_What you have to do_
Repeat the data that follows, word for word, without the images.

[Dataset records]
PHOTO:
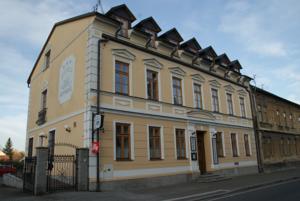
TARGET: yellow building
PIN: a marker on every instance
(169, 107)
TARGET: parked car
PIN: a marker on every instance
(4, 169)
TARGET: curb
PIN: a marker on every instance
(250, 187)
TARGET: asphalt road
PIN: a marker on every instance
(289, 191)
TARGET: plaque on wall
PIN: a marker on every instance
(193, 143)
(66, 79)
(194, 156)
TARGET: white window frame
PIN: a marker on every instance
(162, 145)
(147, 67)
(186, 142)
(232, 102)
(249, 141)
(244, 106)
(212, 104)
(182, 87)
(129, 62)
(132, 153)
(223, 143)
(237, 143)
(202, 94)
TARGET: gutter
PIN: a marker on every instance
(256, 133)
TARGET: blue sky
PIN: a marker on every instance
(262, 34)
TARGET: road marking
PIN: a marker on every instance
(198, 195)
(252, 190)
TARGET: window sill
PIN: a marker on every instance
(124, 160)
(156, 159)
(181, 159)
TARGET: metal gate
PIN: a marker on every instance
(61, 173)
(29, 174)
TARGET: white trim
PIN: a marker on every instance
(162, 146)
(232, 102)
(132, 153)
(237, 143)
(150, 171)
(249, 141)
(244, 98)
(147, 67)
(59, 119)
(129, 62)
(182, 87)
(185, 141)
(142, 112)
(232, 164)
(223, 143)
(202, 94)
(212, 104)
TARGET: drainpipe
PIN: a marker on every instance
(256, 132)
(98, 110)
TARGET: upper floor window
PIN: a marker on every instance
(247, 144)
(234, 145)
(122, 78)
(219, 141)
(215, 100)
(122, 141)
(154, 142)
(177, 91)
(47, 59)
(152, 85)
(198, 96)
(44, 100)
(30, 147)
(259, 113)
(229, 103)
(242, 106)
(180, 143)
(292, 120)
(152, 38)
(124, 27)
(285, 119)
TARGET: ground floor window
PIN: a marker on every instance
(30, 147)
(122, 141)
(234, 145)
(219, 141)
(247, 144)
(180, 143)
(154, 143)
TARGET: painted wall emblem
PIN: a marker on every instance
(66, 79)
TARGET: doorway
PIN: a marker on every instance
(201, 151)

_Finished answer_
PHOTO:
TARGET: yellow building
PIN: a marker on every instance
(169, 107)
TARGET: parked car
PIN: a marker on every instance
(4, 169)
TARGET: curb
PIN: a marker on every instance
(250, 187)
TARGET: asphalt road
PIN: a marker on every instance
(289, 191)
TARGET: plaque on wall
PIN: a marker on every instance
(193, 143)
(66, 79)
(194, 156)
TARGET: white window frame
PIN: a marker on every instance
(162, 145)
(147, 67)
(186, 142)
(232, 102)
(249, 141)
(244, 106)
(212, 104)
(182, 87)
(129, 62)
(132, 153)
(223, 143)
(237, 143)
(202, 94)
TARGET: gutter
PIN: a marker on every instance
(256, 133)
TARGET: blue sky
PIN: a marker on every instance
(262, 34)
TARGET: road marking
PIN: a marker on every instance
(198, 195)
(252, 190)
TARGET: window sill
PIN: a marker on every instance
(124, 160)
(156, 159)
(181, 159)
TARGET: metal gate
PIN: a marker on every instance
(61, 173)
(29, 174)
TARGET: white trim
PIN: a marker on every instance
(162, 146)
(232, 102)
(132, 153)
(237, 143)
(150, 171)
(249, 141)
(244, 98)
(147, 67)
(59, 119)
(129, 62)
(182, 87)
(185, 141)
(142, 112)
(232, 164)
(223, 143)
(202, 94)
(212, 104)
TARGET: drainpipe
PIN: a marker on every instance
(256, 132)
(98, 110)
TARGET: upper floor window
PIN: a marker on every instance
(247, 144)
(234, 145)
(122, 78)
(219, 141)
(215, 100)
(122, 141)
(154, 142)
(177, 91)
(47, 59)
(152, 85)
(198, 96)
(44, 100)
(30, 147)
(259, 113)
(229, 103)
(242, 106)
(180, 143)
(292, 120)
(152, 38)
(124, 27)
(285, 119)
TARGET: ground floor window
PIN: a marker on every instance
(30, 147)
(122, 141)
(234, 145)
(219, 141)
(247, 144)
(180, 143)
(154, 143)
TARGET: painted wall emblem
PIN: a marker on every instance
(66, 79)
TARGET: doorway
PIN: a marker on every instance
(201, 151)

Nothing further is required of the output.